──────── Material for this exercise ────────

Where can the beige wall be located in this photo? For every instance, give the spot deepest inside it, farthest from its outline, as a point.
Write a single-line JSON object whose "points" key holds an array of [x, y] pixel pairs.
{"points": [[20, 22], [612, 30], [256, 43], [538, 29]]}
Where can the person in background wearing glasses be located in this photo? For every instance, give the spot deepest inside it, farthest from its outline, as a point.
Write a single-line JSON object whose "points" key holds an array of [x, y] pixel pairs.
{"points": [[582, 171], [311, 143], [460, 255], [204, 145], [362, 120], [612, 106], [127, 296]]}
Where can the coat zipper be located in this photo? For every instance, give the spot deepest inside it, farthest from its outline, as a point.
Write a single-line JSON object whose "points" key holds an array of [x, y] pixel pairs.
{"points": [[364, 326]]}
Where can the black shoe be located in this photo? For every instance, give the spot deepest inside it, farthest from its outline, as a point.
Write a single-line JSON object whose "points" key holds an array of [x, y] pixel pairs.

────────

_Exercise_
Quote every one of the entries above verbatim, preserving each line as it appears.

_Answer in full_
Where can the beige wall be located in this photo? For every instance, give the spot deepest inside it, farthest from its outline, as a point.
Write a single-line JSON object whose "points" key holds an array of [x, y] pixel pairs.
{"points": [[20, 22], [612, 30], [256, 43], [538, 29]]}
Where can the person in background wearing glasses be located in this photo? For every instance, give the spot deepest inside it, farthest from its outline, as a point.
Write a single-line JSON object whose "points" key holds an array of [x, y] pixel pairs.
{"points": [[582, 171], [311, 143], [460, 255], [204, 145], [362, 120], [612, 106], [127, 296]]}
Where can the coat zipper be located in this photo? For every instance, give the spot deepest inside it, farthest from its outline, as a point.
Write a single-line JSON object whose "points" key holds an array of [x, y] pixel pairs.
{"points": [[364, 326]]}
Where can the black shoe be located in this photo? For every instance, give the spot deepest inside it, farthest from its outline, as a point.
Write a single-line JSON object whose "points" key holds an array of [x, y] pixel pairs.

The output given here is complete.